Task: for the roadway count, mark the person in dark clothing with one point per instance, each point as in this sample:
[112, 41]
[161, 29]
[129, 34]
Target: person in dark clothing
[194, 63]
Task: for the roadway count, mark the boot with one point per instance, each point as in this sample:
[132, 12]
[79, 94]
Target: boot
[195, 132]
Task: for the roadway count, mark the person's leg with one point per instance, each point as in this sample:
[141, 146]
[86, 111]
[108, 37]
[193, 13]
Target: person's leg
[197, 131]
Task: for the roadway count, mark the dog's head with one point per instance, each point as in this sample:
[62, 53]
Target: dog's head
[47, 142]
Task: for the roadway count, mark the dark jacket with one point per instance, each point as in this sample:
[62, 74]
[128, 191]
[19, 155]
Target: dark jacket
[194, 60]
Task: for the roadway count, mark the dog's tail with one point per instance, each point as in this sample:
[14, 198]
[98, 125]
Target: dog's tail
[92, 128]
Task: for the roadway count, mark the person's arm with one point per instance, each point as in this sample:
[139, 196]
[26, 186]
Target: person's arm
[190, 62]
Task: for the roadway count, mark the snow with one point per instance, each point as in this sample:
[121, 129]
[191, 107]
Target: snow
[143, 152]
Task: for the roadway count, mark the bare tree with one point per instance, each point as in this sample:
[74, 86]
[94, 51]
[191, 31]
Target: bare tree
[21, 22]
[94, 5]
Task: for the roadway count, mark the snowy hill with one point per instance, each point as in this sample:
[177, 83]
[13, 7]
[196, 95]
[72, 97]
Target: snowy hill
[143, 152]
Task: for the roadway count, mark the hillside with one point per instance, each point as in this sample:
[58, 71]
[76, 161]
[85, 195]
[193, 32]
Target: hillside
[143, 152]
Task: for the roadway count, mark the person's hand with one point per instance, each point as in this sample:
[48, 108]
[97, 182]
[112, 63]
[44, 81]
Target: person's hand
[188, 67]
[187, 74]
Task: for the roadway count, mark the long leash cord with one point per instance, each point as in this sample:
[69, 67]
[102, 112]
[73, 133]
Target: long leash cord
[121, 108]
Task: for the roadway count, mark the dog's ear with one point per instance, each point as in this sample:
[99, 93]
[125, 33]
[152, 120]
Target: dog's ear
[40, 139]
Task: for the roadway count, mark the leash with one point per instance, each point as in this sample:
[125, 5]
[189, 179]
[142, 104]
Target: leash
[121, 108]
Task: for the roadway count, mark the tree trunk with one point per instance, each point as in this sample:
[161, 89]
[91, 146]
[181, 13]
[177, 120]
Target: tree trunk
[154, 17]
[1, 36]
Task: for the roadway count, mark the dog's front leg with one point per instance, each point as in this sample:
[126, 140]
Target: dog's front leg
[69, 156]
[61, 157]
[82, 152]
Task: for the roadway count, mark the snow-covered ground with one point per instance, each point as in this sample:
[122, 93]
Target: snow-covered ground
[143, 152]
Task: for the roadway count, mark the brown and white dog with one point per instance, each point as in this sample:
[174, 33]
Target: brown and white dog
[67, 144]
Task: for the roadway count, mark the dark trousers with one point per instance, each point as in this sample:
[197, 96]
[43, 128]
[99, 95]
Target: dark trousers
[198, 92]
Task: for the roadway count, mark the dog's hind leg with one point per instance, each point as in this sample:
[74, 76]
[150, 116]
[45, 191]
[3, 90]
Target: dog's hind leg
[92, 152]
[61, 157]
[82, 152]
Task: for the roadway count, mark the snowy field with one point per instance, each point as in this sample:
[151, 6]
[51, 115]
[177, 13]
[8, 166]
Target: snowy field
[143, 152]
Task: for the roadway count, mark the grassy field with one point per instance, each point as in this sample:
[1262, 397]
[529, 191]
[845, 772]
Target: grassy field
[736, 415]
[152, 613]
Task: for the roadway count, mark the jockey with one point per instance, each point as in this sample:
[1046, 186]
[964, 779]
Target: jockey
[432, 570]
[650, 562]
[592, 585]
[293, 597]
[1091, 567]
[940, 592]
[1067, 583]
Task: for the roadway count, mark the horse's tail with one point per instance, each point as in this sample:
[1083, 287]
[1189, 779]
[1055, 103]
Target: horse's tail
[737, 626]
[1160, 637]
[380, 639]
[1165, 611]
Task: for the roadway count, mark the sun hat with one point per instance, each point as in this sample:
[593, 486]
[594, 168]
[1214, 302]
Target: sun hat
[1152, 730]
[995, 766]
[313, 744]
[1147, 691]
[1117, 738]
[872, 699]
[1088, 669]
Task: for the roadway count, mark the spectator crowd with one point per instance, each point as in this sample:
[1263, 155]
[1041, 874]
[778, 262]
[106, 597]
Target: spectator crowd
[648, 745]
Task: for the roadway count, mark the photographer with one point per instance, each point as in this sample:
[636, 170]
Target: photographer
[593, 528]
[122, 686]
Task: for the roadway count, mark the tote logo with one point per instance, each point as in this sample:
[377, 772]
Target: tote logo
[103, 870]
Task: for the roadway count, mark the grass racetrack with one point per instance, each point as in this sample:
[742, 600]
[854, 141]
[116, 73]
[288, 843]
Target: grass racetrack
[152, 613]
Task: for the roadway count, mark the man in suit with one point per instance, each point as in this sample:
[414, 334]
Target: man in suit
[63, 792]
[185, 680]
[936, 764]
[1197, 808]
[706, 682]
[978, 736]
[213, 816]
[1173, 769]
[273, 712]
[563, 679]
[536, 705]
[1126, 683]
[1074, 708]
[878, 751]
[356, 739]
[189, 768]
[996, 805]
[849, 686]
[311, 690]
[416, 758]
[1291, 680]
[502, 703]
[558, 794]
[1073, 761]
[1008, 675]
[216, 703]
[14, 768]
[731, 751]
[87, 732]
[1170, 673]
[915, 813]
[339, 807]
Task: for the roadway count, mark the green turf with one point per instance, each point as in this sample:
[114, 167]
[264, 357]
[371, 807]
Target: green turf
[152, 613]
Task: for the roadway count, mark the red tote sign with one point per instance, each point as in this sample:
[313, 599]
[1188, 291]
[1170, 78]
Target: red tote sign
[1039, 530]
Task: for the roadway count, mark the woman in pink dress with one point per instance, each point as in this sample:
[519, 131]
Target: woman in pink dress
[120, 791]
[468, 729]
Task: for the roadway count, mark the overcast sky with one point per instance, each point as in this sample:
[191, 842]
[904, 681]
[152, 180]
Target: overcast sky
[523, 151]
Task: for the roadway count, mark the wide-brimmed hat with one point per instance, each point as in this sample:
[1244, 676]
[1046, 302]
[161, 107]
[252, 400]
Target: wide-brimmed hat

■ TASK BRIEF
All of the material needs to be reproduced exactly as it reads.

■ TASK OUTPUT
Task: for the roadway count, mark the person in dark clothing with one point per instance, each point as in this sample:
[112, 41]
[161, 29]
[129, 34]
Target: person in dark clothing
[194, 63]
Task: for the roadway count, mark the boot with one point per instance, each point as in this sample:
[132, 12]
[79, 94]
Target: boot
[195, 132]
Task: for the roadway count, mark the person's leg with one point per instance, each point as in this sample:
[141, 146]
[86, 111]
[108, 37]
[193, 13]
Target: person's leg
[197, 131]
Task: for the roadway count, mark the dog's head with one point per instance, each point as in this sample:
[62, 53]
Target: dog's head
[47, 142]
Task: for the roadway count, mark the dark jacket with one point per instance, each point as in this sample:
[62, 74]
[128, 191]
[19, 155]
Target: dark jacket
[194, 60]
Task: for the roadway count, mark the dog's tail with one point per instance, each point as in this sample:
[14, 198]
[98, 125]
Target: dog's tail
[92, 128]
Task: for the roadway count, mark the person's arm with one point per instance, each point as in this sample:
[139, 196]
[26, 186]
Target: person's arm
[190, 62]
Task: for the roadway count, mark the snow with one point per instance, each point as in this sample:
[121, 129]
[191, 107]
Target: snow
[143, 152]
Task: for the roadway count, mark the bare tree with one point per instance, each point as in this sample:
[74, 86]
[94, 51]
[191, 31]
Target: bare tree
[21, 22]
[94, 5]
Task: for the roadway count, mark the snowy hill with one point per instance, each point as in this sample:
[177, 83]
[13, 7]
[196, 95]
[72, 97]
Target: snowy hill
[143, 152]
Task: for the roadway count, mark the hillside with one point per instance, each point as in this sample:
[58, 71]
[76, 161]
[85, 195]
[193, 32]
Target: hillside
[143, 152]
Task: for the roadway count, mark the person's hand with one point per instance, each point as in this sample:
[48, 108]
[97, 182]
[112, 63]
[44, 81]
Target: person's hand
[188, 67]
[187, 74]
Task: for the roadway count, mark the long leash cord with one point per instance, each point as in this sample:
[69, 67]
[102, 112]
[73, 133]
Target: long leash cord
[121, 108]
Task: for the roadway count, mark the dog's ear with one point per instance, each point as in this sample:
[99, 93]
[125, 33]
[152, 120]
Target: dog's ear
[40, 139]
Task: for the roadway count, mark the leash with one point per instance, each point as in this sample:
[125, 5]
[189, 179]
[142, 104]
Target: leash
[121, 108]
Task: for the roadway count, mark the tree trunk with one point per instance, each point as in this sample:
[161, 89]
[91, 146]
[181, 13]
[177, 120]
Target: tree trunk
[154, 17]
[1, 36]
Task: for the roadway count, mark the dog's front leg with one point per instance, each point as in this sample:
[126, 140]
Target: dog's front leg
[69, 156]
[61, 157]
[82, 152]
Task: for the roadway count, mark the snow-covered ground with one point per instance, each point as in this sample:
[122, 93]
Target: snow-covered ground
[143, 152]
Task: for the roadway count, mark the brown and white dog with one point per instance, each point as in this sample:
[174, 33]
Target: brown and white dog
[67, 144]
Task: for the roadway count, mark the dark trousers with one point per instance, each point as in this sample:
[197, 96]
[43, 128]
[99, 95]
Target: dark trousers
[198, 92]
Task: for the roadway count, mark the dog's hind leg with one point per instance, each point as in this sample:
[74, 76]
[150, 116]
[45, 191]
[3, 90]
Target: dog's hind leg
[92, 152]
[61, 157]
[82, 152]
Task: for the roadway count, mark the snowy field with one point per instance, each point as in this sample:
[151, 6]
[51, 115]
[177, 13]
[8, 166]
Target: snowy field
[143, 152]
Task: for the roadway count, mark the grassy field with one point per instance, each point as in this sample:
[1262, 397]
[529, 191]
[845, 772]
Target: grassy field
[736, 415]
[152, 613]
Task: for the roadway count, mark the jockey with one point per instance, each point as in this sample:
[1046, 186]
[964, 779]
Target: jockey
[432, 570]
[650, 562]
[592, 585]
[293, 597]
[1091, 567]
[940, 592]
[1067, 583]
Task: for the roadway count, mark the horse's tail with one point per instance, each point as in this sample:
[1083, 287]
[1189, 779]
[1055, 103]
Target: horse's tail
[737, 626]
[1160, 637]
[380, 639]
[1165, 611]
Task: for the roadway count, mark the sun hat with one point per instance, each point as in this sample:
[593, 486]
[594, 168]
[1214, 302]
Target: sun hat
[1152, 730]
[995, 766]
[313, 744]
[1147, 691]
[1117, 738]
[872, 699]
[1088, 669]
Task: for the roadway count, mark the spectator crowd with one point per instance, each point as in this sample:
[1263, 155]
[1041, 874]
[778, 262]
[106, 597]
Target: spectator crowd
[648, 745]
Task: for the roadway count, mark the photographer with one point per instance, each point as in this sample:
[636, 170]
Target: photographer
[593, 528]
[122, 686]
Task: for the roadway count, mark the tote logo with one point per instance, each point as in this sample:
[377, 772]
Target: tote logo
[103, 870]
Task: for the roadway count, mark the grass racetrack with one point per instance, each point as in this sample:
[742, 600]
[854, 141]
[116, 73]
[288, 843]
Target: grass racetrack
[152, 613]
Task: for the roadway count, mark the man in suit with one point per instance, each point as in this sample:
[414, 334]
Target: man in suit
[63, 792]
[185, 680]
[936, 764]
[1197, 808]
[706, 682]
[978, 736]
[213, 816]
[1173, 769]
[273, 712]
[563, 679]
[536, 705]
[1126, 683]
[1074, 708]
[878, 751]
[356, 739]
[189, 768]
[996, 805]
[849, 686]
[311, 690]
[416, 758]
[1291, 680]
[502, 703]
[558, 794]
[1073, 761]
[1008, 675]
[216, 703]
[14, 768]
[731, 751]
[87, 732]
[1170, 673]
[915, 813]
[339, 807]
Task: for the roadway count, mark the green turf with one point per instance, each point as in this sample:
[114, 167]
[264, 357]
[371, 807]
Target: green turf
[152, 613]
Task: for the roadway count, mark the red tote sign with one point per instance, each point as in this sample:
[313, 599]
[1188, 291]
[1170, 78]
Target: red tote sign
[1039, 530]
Task: for the roadway count, mark the woman in pink dress with one point per instance, each point as in this sample:
[519, 131]
Target: woman in pink dress
[120, 791]
[468, 729]
Task: for the roadway count, mark the overcast sky with one point per instance, each point as in this sample:
[191, 842]
[904, 681]
[152, 180]
Target: overcast sky
[523, 151]
Task: for the roadway count, mark the wide-brimmed hat with one point per instance, each point as in this sample:
[1244, 676]
[1046, 302]
[161, 107]
[252, 400]
Target: wide-brimmed hat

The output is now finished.